= What needs to be done =
Take the line containing "Could you please spot the flower" and all lines after it to the end of the records, and output them exactly.

= Excerpted records =
------

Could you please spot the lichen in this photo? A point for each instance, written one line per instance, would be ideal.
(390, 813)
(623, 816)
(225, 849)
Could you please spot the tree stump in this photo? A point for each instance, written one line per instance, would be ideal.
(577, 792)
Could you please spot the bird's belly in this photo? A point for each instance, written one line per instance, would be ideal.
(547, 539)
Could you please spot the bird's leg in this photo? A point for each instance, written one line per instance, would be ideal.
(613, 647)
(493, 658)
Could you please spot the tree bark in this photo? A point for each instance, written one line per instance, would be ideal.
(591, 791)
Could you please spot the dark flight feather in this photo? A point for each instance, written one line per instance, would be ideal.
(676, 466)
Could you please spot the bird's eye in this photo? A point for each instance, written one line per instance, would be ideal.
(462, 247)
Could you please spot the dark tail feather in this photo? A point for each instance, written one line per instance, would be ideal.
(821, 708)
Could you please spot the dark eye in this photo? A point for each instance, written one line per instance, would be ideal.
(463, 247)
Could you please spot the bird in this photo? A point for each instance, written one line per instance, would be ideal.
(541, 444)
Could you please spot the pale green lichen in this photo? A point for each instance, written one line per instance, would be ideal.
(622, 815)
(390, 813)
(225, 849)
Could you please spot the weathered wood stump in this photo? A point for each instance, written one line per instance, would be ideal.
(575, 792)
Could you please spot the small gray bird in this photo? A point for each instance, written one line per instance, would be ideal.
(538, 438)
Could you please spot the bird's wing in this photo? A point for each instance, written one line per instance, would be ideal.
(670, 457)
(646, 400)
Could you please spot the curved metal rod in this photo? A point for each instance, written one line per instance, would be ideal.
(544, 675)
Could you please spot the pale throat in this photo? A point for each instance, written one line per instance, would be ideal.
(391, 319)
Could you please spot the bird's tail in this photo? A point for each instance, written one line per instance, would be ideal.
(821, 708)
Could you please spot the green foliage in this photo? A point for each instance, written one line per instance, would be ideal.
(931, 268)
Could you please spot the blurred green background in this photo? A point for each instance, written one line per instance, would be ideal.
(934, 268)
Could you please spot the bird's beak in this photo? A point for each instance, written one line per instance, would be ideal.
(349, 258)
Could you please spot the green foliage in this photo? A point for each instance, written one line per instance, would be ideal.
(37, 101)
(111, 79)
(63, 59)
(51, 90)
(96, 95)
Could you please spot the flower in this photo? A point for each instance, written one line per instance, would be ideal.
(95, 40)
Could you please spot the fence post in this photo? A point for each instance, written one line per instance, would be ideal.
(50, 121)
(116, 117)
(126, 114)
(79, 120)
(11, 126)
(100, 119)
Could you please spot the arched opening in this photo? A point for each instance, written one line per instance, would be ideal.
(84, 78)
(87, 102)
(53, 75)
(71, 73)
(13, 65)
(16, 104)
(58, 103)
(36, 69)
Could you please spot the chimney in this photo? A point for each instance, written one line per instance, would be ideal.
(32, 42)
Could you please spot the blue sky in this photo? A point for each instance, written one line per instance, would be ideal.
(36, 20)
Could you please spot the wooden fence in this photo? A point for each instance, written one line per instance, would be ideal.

------

= Full solution =
Could you please spot the flower in this photo? A point for each instance, written one line per instance, would be ideal.
(95, 40)
Could you please spot the fence post in this photo? A point for each instance, written one line per instance, would be ideal.
(50, 121)
(116, 117)
(126, 114)
(79, 120)
(11, 126)
(100, 119)
Could you please spot the arched opening in this photo? A point for each instance, written one line per instance, would be ideal.
(84, 78)
(87, 102)
(53, 75)
(71, 73)
(13, 65)
(16, 104)
(58, 103)
(36, 69)
Could you please spot the chimney in this photo? A point for each instance, written one line per instance, would be ideal.
(32, 42)
Could you please spot the blue sky in this photo? A point for each instance, written one line per instance, would be ideal.
(36, 20)
Could you please spot the wooden fence in this photo? A point for each instance, written one line per instance, would be ideal.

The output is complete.